### EXERCISE AIM:
What follows is a set of records; give them all back exactly.

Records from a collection
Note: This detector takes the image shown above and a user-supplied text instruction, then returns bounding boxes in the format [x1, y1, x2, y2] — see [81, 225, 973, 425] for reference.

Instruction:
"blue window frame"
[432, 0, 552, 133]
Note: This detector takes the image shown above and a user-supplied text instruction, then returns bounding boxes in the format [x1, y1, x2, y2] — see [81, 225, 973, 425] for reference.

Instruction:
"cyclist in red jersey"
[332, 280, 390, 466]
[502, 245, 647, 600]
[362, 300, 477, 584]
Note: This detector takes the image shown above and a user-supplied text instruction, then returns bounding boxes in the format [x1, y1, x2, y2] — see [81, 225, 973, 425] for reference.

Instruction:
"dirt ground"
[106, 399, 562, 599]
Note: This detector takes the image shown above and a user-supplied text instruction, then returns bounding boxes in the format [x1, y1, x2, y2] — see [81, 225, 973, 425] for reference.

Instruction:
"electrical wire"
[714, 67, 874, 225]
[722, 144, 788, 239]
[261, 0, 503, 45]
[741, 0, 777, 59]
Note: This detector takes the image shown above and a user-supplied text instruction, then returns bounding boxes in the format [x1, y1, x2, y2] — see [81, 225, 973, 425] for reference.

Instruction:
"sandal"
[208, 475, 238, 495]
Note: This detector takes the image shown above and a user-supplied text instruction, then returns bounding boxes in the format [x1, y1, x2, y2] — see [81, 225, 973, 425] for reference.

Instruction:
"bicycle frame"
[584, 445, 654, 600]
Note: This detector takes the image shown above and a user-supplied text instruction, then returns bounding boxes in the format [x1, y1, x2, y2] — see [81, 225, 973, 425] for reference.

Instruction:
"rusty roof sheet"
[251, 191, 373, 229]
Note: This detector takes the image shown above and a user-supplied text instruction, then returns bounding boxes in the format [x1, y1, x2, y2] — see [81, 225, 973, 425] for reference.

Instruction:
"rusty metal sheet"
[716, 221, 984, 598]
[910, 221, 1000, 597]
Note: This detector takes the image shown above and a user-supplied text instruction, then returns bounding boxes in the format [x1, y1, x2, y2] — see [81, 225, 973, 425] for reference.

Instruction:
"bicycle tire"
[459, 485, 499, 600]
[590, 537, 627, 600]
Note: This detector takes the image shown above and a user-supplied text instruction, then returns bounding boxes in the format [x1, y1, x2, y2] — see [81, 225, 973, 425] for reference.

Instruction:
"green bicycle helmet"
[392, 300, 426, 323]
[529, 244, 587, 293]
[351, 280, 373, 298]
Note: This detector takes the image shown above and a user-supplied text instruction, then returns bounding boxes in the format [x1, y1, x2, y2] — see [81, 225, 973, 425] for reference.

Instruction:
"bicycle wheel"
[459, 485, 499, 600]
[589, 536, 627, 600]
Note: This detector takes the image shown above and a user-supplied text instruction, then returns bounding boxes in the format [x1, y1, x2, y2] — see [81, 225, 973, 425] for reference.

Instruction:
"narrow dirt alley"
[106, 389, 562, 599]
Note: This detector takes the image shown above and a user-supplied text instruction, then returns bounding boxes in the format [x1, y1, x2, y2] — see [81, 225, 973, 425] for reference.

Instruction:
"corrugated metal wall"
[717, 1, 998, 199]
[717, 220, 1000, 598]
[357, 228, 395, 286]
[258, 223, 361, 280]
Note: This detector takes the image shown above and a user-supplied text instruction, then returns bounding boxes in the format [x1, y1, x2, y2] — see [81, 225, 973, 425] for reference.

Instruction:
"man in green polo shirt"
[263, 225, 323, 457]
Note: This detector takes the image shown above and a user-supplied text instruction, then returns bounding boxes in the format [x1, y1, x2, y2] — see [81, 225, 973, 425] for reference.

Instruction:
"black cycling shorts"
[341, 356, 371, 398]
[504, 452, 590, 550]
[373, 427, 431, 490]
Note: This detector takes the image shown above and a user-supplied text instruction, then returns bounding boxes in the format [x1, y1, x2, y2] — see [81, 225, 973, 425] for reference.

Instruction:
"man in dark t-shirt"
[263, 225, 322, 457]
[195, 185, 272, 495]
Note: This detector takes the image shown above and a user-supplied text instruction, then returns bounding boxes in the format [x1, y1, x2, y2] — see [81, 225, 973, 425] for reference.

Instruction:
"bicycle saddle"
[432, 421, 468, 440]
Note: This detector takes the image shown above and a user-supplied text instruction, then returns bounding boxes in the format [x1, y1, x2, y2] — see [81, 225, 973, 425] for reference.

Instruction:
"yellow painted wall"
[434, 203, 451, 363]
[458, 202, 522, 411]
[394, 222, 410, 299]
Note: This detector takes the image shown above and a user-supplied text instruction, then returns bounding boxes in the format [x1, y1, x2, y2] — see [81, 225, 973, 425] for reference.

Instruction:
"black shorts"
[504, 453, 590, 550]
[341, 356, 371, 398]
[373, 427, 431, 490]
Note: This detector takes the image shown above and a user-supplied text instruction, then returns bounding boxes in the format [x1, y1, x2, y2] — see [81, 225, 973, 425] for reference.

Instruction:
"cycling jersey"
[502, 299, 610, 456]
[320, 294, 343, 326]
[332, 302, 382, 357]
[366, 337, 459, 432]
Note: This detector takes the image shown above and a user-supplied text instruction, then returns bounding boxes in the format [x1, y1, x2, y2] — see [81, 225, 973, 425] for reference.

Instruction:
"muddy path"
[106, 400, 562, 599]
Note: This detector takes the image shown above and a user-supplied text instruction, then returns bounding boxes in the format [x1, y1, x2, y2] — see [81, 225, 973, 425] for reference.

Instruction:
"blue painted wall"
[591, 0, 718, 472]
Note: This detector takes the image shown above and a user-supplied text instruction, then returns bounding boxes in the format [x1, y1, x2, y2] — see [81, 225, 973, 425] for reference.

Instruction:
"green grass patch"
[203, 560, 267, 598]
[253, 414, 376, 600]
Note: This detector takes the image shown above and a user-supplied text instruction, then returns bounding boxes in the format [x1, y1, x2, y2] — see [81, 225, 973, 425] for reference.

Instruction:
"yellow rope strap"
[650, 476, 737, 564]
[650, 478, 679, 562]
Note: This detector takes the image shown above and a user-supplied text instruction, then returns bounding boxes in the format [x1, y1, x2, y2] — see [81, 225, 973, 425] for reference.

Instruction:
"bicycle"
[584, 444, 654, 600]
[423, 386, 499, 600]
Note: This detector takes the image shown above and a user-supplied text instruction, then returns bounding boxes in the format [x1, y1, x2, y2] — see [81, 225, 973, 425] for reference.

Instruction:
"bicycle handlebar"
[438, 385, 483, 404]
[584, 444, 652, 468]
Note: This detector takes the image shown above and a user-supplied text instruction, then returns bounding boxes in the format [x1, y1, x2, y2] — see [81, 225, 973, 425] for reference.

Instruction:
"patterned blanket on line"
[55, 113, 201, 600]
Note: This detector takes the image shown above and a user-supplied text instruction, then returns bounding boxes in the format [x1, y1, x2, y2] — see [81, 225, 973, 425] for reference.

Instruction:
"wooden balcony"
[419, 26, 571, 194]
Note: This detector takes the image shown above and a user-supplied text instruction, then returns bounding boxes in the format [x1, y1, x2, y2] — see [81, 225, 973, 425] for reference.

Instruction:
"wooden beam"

### WRITTEN SOLUTION:
Note: This detector takes the image shown above and a user-supplied text instruction, then returns bounding boxes in the format [x1, y1, x2, y2] — see [81, 225, 973, 425] for reference.

Instruction:
"blue window frame"
[432, 0, 552, 133]
Note: This detector takes the image shown above and a user-supplied text instruction, then returns bounding boxes in the format [x1, y1, x2, y2] — see [81, 225, 973, 425] for reference.

Instruction:
"cyclist in red jersey"
[332, 280, 390, 466]
[502, 245, 647, 600]
[362, 300, 477, 584]
Note: This detector takes the image shown above and a user-supplied text instruction, then returns bounding boxes in the format [x1, y1, x2, y2] — see [81, 225, 973, 425] for reference.

Instruction:
"dirt ground"
[106, 399, 562, 599]
Note: This detector takes the image shown above and a user-supplied text instruction, then returns bounding boxes in the format [x1, y1, x2, y2] — see [81, 225, 973, 425] for reference.

Instruction:
"electrical wire"
[714, 67, 874, 225]
[722, 144, 788, 239]
[261, 0, 503, 45]
[741, 0, 777, 59]
Note: This detector takes the image shown above and a user-supplied text instruction, then returns bounding boxes in the format [x1, y1, x2, y2] — see [81, 225, 973, 425] for reference.

Instruction:
"sandal"
[208, 475, 238, 495]
Note: This detector takes the image shown above and a user-supplied text instruction, then returns bounding boxes in the format [x1, y1, x2, y2] — see [81, 225, 973, 425] for reference.

Instruction:
"bicycle frame"
[584, 445, 654, 600]
Note: This detector takes the image shown above and a user-supplied text instruction, then returns bounding boxes in the format [x1, y1, x2, y2] — see [81, 225, 973, 425] for reference.

Instruction:
"rusty roof sheet"
[251, 191, 373, 229]
Note: This detector takes the image shown above and a user-supplied text instruction, then returns bounding boxes in the format [x1, y1, x2, y2] — see [81, 225, 973, 425] for reference.

Instruction:
"rusty metal sheet"
[716, 221, 984, 598]
[910, 221, 1000, 597]
Note: This detector takes the image shown above and a user-supplied text instruction, then returns bounding boxes in the format [x1, y1, x2, y2] — see [81, 225, 973, 425] for reference.

Instruction:
"bicycle tire"
[459, 485, 499, 600]
[590, 537, 627, 600]
Note: This detector takes the image shown above and a user-supplied text instruction, then returns bounding boxes in the format [x1, y1, x2, y2] — see [81, 225, 973, 425] for reference.

Instruction:
"green bicycle helmet"
[392, 300, 426, 323]
[529, 244, 587, 293]
[351, 280, 373, 298]
Note: This detector takes the image shown above and a user-supplied text instruction, then returns bounding boxes in the format [x1, y1, x2, y2] — see [81, 225, 973, 425] for reference.

Instruction:
"bicycle wheel"
[459, 485, 499, 600]
[589, 536, 627, 600]
Note: This detector takes the image shown above and a user-supplied text instruction, then returns bounding boxes in the format [x1, y1, x2, y2] — see [81, 225, 973, 425] for reference.

Instruction:
"narrow dirt alley"
[106, 389, 562, 599]
Note: This detector takes the image shown above and a user-supplied text instruction, then returns bounding boxes in the format [x1, y1, x2, y2] — see [81, 225, 973, 425] for reference.

Instruction:
"corrugated metal wall"
[717, 1, 998, 199]
[717, 220, 1000, 598]
[357, 228, 395, 286]
[258, 223, 361, 280]
Note: This detector takes the image shown above and a user-supplied text instruction, then returns bounding boxes in the format [x1, y1, x2, y2] — see [81, 225, 973, 425] for reference.

Instruction:
"man in green polo shirt"
[263, 225, 323, 457]
Note: This detector takes the image shown above and a user-supplied text instruction, then returns bounding boxes in the format [x1, y1, x2, y2] — see [81, 225, 973, 425] for reference.

Instruction:
"black cycling shorts"
[341, 356, 371, 398]
[504, 452, 590, 550]
[373, 427, 431, 490]
Note: This detector takes the image shown above and a user-supplied text instruction, then returns bounding boxes in the format [x1, y1, x2, y2] — see [81, 225, 973, 425] for reference.

Instruction:
"man in dark t-shirt"
[263, 225, 322, 457]
[195, 185, 272, 495]
Note: This detector takes the image shown above and a user-supplied text instruction, then returns bounding boxes in the format [x1, y1, x2, y2] — see [81, 225, 973, 425] for reference.

Instruction:
"bicycle saddle"
[432, 421, 468, 440]
Note: This detector takes the image shown above and a user-supplied text instruction, then returns bounding boxes in the format [x1, y1, x2, y2] — see [81, 225, 973, 425] for reference.

Instruction:
"yellow painted wall"
[434, 203, 451, 363]
[458, 202, 522, 411]
[394, 222, 410, 299]
Note: This detector takes the image shown above and a user-supplied text instruction, then returns bounding boxes in the format [x1, y1, x2, y2] — see [81, 225, 973, 425] for reference.

Instruction:
"black shorts"
[504, 453, 590, 550]
[341, 356, 371, 398]
[373, 427, 431, 490]
Note: This detector takes the image shown above and a user-supplied text instruction, then returns bounding boxes in the format [x1, y1, x2, y2] — see [81, 225, 973, 425] for reference.

Instruction:
"cycling jersey"
[502, 299, 610, 456]
[320, 294, 343, 326]
[332, 302, 382, 357]
[366, 337, 459, 432]
Note: This detector takes the image shown above and a user-supplied text instruction, then returns bounding boxes in the format [x1, y1, x2, y2] — see [81, 225, 973, 425] for reference.

Instruction:
"muddy path"
[106, 400, 562, 599]
Note: This detector takes the image shown above and a user-supplied text instruction, then returns bounding boxes in the format [x1, y1, x2, y2] — see [81, 225, 973, 425] for reference.

Instruction:
"blue painted wall"
[591, 0, 718, 472]
Note: This detector takes the image shown above and a user-supplied text instruction, then returns bounding boxes in the format [x1, y1, x2, y2] — see [81, 225, 973, 425] for reference.

Instruction:
"green grass patch"
[203, 560, 267, 598]
[253, 414, 376, 600]
Note: This detector takes the image shown above and a user-supplied text instruction, then returns bounding boxes in the format [x1, y1, x2, y2] — see [81, 225, 973, 425] for reference.

Instruction:
"yellow rope strap"
[650, 476, 737, 564]
[650, 478, 679, 562]
Note: This detector takes the image shown above and a user-supplied text instruction, then returns bounding boxes in the format [x1, y1, x2, y2] — see [81, 225, 973, 425] for reference.

Instruction:
"bicycle"
[584, 444, 654, 600]
[423, 386, 499, 600]
Note: This detector takes the image shown above and a user-supplied text instruction, then returns bounding boxes in the format [x1, y1, x2, y2] — see [81, 225, 973, 425] for reference.

Instruction:
"bicycle handlebar"
[438, 385, 483, 404]
[584, 444, 652, 468]
Note: This detector takes the image shown above and a user-supplied text instruction, then returns bounding boxes in the format [x1, y1, x2, y2] — see [81, 225, 973, 425] for reference.

Instruction:
"patterned blanket on line"
[55, 113, 201, 600]
Note: This detector takes the image shown above and a user-supplied text instruction, then returns bounding boxes in the format [x1, y1, x2, y2] — see [81, 225, 973, 425] for reference.

Instruction:
"wooden balcony"
[419, 26, 571, 194]
Note: This detector takes the image shown above and a user-supplied text instruction, then returns bounding boxes in the format [x1, y1, x2, y2] — see [81, 225, 973, 425] for reference.

Instruction:
"wooden beam"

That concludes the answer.